Go through the data line by line from the top, retyping each exactly, and end with the line that contains "Can you find the black arm".

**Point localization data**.

#####

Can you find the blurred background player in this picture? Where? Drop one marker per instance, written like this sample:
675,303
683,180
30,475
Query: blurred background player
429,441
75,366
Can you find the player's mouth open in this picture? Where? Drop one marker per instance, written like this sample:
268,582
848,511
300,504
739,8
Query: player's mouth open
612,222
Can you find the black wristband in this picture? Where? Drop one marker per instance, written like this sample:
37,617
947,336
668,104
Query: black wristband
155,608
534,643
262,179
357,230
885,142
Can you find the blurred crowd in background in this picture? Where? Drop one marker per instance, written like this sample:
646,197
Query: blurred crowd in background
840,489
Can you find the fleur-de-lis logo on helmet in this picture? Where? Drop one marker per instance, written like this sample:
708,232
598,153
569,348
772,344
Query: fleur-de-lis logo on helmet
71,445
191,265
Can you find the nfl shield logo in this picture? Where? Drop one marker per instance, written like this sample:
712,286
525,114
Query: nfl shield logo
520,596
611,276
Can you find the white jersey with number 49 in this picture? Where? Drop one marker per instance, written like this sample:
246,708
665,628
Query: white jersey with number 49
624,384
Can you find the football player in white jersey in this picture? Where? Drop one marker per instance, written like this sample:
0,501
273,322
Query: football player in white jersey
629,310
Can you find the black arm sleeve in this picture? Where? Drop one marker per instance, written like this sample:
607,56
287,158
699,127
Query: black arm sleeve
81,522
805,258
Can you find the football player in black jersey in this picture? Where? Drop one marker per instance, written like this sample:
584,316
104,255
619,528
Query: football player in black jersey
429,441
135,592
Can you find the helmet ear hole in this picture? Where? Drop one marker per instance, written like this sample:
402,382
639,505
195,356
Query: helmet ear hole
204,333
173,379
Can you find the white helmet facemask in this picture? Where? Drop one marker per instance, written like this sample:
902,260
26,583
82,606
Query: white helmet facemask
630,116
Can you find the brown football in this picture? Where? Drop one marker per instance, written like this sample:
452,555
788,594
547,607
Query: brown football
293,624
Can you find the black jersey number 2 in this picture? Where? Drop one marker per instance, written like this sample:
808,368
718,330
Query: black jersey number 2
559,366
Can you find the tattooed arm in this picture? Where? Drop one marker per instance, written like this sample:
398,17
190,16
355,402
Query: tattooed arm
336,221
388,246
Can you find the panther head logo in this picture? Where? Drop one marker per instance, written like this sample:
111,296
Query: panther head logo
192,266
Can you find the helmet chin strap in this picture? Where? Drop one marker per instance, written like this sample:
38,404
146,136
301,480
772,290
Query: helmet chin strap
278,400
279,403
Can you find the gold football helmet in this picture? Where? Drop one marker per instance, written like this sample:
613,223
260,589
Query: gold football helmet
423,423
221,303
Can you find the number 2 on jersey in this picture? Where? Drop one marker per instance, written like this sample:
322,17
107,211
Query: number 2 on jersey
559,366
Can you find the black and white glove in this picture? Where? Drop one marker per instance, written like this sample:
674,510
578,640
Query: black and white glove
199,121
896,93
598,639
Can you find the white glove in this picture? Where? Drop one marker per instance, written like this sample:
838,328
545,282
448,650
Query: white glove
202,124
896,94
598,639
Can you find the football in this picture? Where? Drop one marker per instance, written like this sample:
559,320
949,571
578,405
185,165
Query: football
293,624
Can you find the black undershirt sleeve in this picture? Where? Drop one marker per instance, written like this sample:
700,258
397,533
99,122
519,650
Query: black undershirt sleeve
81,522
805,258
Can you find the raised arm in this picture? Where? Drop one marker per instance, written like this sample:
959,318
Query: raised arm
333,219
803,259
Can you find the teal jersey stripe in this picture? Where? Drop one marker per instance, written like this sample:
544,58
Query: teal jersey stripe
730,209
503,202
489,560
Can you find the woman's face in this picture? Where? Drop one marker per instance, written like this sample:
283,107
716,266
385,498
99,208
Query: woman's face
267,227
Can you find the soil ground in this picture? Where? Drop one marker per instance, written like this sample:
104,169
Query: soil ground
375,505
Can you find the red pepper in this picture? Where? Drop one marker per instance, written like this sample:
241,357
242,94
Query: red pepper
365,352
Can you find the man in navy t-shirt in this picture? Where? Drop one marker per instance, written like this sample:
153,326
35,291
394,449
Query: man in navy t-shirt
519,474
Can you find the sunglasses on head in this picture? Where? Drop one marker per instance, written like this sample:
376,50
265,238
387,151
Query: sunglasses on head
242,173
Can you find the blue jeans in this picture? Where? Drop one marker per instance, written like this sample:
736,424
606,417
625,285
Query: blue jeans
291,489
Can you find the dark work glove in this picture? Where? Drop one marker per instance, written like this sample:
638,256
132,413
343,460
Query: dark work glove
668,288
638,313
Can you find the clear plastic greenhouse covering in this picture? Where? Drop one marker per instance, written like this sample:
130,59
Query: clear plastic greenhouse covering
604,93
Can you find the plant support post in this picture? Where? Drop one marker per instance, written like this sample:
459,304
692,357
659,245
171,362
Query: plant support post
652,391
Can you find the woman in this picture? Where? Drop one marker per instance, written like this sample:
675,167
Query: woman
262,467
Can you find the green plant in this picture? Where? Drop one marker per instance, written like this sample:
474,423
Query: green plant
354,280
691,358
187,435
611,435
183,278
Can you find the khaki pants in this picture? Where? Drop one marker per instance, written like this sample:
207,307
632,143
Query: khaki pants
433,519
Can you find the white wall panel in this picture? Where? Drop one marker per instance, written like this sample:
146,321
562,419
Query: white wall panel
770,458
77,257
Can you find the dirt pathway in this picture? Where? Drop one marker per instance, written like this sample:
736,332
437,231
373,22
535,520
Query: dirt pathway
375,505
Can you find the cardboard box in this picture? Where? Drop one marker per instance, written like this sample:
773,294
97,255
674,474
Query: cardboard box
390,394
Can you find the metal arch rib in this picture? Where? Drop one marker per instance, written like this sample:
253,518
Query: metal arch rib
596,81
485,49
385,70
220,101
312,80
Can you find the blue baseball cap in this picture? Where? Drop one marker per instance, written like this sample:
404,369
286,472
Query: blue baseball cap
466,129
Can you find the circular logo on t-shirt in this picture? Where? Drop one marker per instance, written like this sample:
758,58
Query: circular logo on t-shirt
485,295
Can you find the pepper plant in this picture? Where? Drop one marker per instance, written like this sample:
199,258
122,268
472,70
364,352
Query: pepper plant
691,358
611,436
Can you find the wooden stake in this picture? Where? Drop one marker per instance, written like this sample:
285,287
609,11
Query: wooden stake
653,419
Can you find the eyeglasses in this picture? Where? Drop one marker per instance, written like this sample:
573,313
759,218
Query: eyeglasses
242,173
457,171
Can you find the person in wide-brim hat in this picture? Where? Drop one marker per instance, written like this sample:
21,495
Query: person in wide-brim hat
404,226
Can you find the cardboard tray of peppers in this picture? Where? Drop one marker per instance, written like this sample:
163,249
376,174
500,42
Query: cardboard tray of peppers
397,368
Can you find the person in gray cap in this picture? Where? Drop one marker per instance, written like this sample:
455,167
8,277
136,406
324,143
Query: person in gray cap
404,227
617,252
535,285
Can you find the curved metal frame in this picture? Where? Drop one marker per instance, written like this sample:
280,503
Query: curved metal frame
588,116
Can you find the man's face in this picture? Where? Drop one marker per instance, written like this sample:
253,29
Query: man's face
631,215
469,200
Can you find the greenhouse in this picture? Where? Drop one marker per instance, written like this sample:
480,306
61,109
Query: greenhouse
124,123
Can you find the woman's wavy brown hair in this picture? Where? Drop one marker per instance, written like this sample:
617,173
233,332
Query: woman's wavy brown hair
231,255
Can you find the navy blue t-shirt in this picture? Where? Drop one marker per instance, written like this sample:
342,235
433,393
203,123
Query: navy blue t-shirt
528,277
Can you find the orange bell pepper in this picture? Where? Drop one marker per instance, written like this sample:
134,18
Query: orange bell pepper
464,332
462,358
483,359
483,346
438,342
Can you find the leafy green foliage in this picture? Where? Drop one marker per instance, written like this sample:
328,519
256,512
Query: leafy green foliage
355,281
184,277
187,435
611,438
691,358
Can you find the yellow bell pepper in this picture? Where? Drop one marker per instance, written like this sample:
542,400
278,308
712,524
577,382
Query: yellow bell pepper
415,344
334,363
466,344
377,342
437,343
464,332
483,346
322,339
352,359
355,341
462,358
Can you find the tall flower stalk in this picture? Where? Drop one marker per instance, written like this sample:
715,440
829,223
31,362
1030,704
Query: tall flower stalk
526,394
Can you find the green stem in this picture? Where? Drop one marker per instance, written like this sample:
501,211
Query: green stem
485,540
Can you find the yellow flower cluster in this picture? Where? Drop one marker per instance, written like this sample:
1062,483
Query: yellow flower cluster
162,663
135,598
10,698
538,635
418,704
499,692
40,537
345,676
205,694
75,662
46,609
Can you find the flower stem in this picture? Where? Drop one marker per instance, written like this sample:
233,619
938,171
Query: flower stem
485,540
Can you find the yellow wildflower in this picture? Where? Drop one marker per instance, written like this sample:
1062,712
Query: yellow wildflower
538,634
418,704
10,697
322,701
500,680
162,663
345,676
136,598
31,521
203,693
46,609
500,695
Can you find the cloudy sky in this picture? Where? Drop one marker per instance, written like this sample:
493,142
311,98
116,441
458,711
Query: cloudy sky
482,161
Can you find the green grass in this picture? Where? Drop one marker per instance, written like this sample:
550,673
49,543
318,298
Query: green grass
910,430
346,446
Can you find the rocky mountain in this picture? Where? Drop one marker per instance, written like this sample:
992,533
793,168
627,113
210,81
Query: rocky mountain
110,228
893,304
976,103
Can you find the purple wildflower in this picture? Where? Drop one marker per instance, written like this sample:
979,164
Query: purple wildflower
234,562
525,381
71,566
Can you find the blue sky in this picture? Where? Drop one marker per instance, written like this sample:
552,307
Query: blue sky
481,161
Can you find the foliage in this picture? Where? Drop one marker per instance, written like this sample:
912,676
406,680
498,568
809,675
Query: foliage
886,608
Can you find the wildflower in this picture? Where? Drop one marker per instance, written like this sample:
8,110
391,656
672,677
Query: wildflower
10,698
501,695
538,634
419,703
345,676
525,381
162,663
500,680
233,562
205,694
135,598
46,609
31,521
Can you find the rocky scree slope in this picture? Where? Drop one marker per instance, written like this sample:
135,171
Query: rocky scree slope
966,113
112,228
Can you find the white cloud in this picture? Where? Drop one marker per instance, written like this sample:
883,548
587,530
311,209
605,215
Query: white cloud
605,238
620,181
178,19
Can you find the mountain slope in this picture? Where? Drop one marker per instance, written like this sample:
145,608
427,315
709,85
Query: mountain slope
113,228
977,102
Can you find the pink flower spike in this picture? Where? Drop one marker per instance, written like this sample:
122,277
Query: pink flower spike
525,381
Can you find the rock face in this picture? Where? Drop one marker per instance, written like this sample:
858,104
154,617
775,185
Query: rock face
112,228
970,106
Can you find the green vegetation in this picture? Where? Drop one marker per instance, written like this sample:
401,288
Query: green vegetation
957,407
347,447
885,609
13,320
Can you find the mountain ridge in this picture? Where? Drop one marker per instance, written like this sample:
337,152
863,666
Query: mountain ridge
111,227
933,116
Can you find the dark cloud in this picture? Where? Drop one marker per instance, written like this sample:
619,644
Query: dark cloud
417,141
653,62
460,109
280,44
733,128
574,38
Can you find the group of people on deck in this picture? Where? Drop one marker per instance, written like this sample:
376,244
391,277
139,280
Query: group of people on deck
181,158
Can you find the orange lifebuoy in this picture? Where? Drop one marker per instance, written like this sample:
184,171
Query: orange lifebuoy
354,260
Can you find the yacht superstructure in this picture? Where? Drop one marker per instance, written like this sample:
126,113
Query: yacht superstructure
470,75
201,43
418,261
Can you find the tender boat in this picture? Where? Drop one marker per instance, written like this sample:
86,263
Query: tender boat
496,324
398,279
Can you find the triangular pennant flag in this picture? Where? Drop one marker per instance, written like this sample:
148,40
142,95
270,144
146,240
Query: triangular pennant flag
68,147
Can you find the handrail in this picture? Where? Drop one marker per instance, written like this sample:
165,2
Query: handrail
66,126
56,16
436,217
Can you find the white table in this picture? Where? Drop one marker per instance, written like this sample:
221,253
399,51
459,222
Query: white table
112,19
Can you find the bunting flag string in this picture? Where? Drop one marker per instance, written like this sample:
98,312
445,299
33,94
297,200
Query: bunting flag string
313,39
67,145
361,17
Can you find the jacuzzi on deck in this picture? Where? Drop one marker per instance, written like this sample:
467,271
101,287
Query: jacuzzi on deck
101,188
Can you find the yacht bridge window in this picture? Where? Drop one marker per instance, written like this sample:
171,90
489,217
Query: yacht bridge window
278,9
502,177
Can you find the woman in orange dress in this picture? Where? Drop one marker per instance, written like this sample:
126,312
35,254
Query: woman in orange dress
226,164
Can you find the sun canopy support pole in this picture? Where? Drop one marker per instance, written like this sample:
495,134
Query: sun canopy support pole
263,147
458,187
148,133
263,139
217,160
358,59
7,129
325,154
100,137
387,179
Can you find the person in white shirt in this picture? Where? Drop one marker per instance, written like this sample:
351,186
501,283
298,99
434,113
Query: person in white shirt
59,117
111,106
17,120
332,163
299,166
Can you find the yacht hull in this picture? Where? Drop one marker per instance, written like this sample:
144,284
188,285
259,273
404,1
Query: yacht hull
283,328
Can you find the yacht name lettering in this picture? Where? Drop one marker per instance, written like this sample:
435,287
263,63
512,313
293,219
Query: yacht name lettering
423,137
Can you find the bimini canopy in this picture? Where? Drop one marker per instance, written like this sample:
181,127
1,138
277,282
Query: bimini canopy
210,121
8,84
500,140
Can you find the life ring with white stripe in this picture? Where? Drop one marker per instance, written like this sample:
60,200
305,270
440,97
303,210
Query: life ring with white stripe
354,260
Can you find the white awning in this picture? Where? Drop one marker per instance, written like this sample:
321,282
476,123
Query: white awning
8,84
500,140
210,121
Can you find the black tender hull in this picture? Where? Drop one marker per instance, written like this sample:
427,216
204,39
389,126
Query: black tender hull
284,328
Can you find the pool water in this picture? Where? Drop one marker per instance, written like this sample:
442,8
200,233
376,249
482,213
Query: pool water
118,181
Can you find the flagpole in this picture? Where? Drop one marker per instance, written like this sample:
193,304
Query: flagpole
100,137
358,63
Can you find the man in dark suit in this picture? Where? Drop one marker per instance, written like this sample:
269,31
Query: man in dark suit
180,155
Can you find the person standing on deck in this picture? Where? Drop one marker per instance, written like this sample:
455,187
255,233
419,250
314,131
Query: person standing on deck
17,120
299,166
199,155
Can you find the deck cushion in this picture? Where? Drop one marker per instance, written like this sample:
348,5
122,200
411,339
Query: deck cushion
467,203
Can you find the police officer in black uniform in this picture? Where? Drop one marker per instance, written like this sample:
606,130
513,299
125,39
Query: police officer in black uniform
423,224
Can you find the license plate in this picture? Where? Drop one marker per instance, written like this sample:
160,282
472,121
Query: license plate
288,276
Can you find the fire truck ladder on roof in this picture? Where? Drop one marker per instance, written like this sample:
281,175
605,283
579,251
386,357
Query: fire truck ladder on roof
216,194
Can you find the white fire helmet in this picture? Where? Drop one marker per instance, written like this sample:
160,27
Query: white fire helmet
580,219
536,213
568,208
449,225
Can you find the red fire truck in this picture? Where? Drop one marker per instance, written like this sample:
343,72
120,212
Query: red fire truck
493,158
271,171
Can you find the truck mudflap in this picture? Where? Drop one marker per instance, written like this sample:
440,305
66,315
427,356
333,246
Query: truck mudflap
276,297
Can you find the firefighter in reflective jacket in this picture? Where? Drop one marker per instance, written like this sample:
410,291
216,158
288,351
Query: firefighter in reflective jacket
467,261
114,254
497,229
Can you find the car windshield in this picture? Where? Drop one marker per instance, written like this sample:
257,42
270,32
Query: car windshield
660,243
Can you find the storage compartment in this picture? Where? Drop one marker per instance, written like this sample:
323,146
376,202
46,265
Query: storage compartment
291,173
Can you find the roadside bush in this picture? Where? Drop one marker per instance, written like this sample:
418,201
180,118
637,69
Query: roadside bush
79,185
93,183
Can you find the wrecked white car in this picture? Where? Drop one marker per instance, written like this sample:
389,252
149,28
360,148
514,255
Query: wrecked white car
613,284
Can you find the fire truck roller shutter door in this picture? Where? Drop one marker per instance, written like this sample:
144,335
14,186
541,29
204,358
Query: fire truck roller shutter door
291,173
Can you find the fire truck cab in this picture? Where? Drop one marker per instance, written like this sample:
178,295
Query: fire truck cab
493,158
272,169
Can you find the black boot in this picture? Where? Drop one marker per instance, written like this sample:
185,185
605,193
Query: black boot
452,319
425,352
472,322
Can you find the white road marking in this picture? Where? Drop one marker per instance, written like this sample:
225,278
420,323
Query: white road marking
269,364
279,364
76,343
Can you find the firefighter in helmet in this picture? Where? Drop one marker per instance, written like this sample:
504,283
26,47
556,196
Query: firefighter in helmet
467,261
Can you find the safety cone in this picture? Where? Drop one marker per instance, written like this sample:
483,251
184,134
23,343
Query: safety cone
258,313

#####

**ANSWER AREA**.
Can you find the blurred background player in this picture? Where? Drop one marker per instance, written like this sample:
675,303
683,180
30,475
Query: blurred background player
429,441
75,366
Can you find the player's mouth open in this picture? Where? Drop one marker per instance, written like this sample:
268,582
848,511
300,504
739,8
Query: player's mouth open
612,222
Can you find the black wristband in this picture? Where? Drop one marker per instance, written like this sample:
37,617
947,336
668,104
Query: black wristband
155,608
534,643
262,179
357,230
885,142
Can you find the blurred crowd in background in this picture? Where? Drop one marker per instance, written like this sample:
646,197
Query: blurred crowd in background
840,489
Can you find the fleur-de-lis logo on helmet in this picture? Where? Drop one marker per instance, written like this sample:
708,232
598,153
569,348
772,344
Query: fleur-de-lis logo on helmet
71,445
191,265
Can you find the nfl shield logo in this picture? Where? Drop one marker per instance, written like this sample:
712,286
525,114
Query: nfl shield logo
520,596
611,276
Can you find the white jersey with number 49 in this picture? Where? Drop one marker per instance, written like this sample:
246,708
665,628
Query: white jersey with number 49
624,384
Can you find the football player in white jersey in this picture? Where? Drop one marker per instance, written like this sample:
0,501
273,322
Query: football player in white jersey
629,310
Can you find the black arm sleeve in this picture? Where? Drop one marker per instance, written like this sample:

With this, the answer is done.